#### [TASK]
Reproduce each of the items below word for word, with no changes.

#### [Excerpts of bounding box data]
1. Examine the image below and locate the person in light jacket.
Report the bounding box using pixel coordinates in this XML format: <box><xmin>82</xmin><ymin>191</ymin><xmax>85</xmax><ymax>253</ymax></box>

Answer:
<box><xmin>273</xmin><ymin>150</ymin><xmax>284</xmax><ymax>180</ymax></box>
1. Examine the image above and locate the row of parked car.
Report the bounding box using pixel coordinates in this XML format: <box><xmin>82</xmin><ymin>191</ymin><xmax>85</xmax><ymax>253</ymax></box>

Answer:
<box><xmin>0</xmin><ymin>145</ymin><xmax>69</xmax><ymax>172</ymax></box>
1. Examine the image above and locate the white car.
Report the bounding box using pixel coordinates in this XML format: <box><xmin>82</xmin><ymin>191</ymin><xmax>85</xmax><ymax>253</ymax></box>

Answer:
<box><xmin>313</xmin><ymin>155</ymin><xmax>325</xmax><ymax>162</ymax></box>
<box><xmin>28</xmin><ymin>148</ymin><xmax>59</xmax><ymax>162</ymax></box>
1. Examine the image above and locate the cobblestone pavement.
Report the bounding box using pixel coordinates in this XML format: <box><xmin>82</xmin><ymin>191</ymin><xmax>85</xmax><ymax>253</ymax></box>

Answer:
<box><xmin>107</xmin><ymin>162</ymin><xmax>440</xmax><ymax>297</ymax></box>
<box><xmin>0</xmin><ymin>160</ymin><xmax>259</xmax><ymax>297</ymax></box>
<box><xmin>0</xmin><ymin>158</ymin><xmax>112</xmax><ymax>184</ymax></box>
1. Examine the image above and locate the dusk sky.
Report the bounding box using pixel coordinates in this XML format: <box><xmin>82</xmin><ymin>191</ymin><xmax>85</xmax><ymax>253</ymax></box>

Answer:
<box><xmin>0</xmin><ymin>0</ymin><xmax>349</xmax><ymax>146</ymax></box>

#### [EXERCISE RESPONSE]
1. Examine the image below and locate the person in light jacket.
Report the bounding box using pixel coordinates in this XML format: <box><xmin>82</xmin><ymin>191</ymin><xmax>85</xmax><ymax>253</ymax></box>

Answer:
<box><xmin>273</xmin><ymin>150</ymin><xmax>284</xmax><ymax>180</ymax></box>
1. Examine the image above and locate the row of parked car.
Report the bounding box using pixel coordinates in this XML format: <box><xmin>82</xmin><ymin>191</ymin><xmax>85</xmax><ymax>253</ymax></box>

Answer:
<box><xmin>0</xmin><ymin>145</ymin><xmax>69</xmax><ymax>172</ymax></box>
1. Examine the image above and locate the white car.
Report the bounding box using pixel coordinates in this XML format: <box><xmin>82</xmin><ymin>191</ymin><xmax>85</xmax><ymax>253</ymax></box>

Answer:
<box><xmin>313</xmin><ymin>155</ymin><xmax>325</xmax><ymax>162</ymax></box>
<box><xmin>28</xmin><ymin>148</ymin><xmax>59</xmax><ymax>162</ymax></box>
1. Examine the image above and locate the cobblestone pavement.
Report the bounding box using pixel coordinates in this XML format: <box><xmin>82</xmin><ymin>191</ymin><xmax>85</xmax><ymax>253</ymax></box>

Answer:
<box><xmin>107</xmin><ymin>162</ymin><xmax>440</xmax><ymax>297</ymax></box>
<box><xmin>0</xmin><ymin>160</ymin><xmax>259</xmax><ymax>297</ymax></box>
<box><xmin>0</xmin><ymin>158</ymin><xmax>112</xmax><ymax>184</ymax></box>
1. Examine the image above and locate the dusk sky.
Report the bounding box using pixel coordinates in this XML format: <box><xmin>82</xmin><ymin>191</ymin><xmax>85</xmax><ymax>253</ymax></box>

Answer:
<box><xmin>0</xmin><ymin>0</ymin><xmax>349</xmax><ymax>146</ymax></box>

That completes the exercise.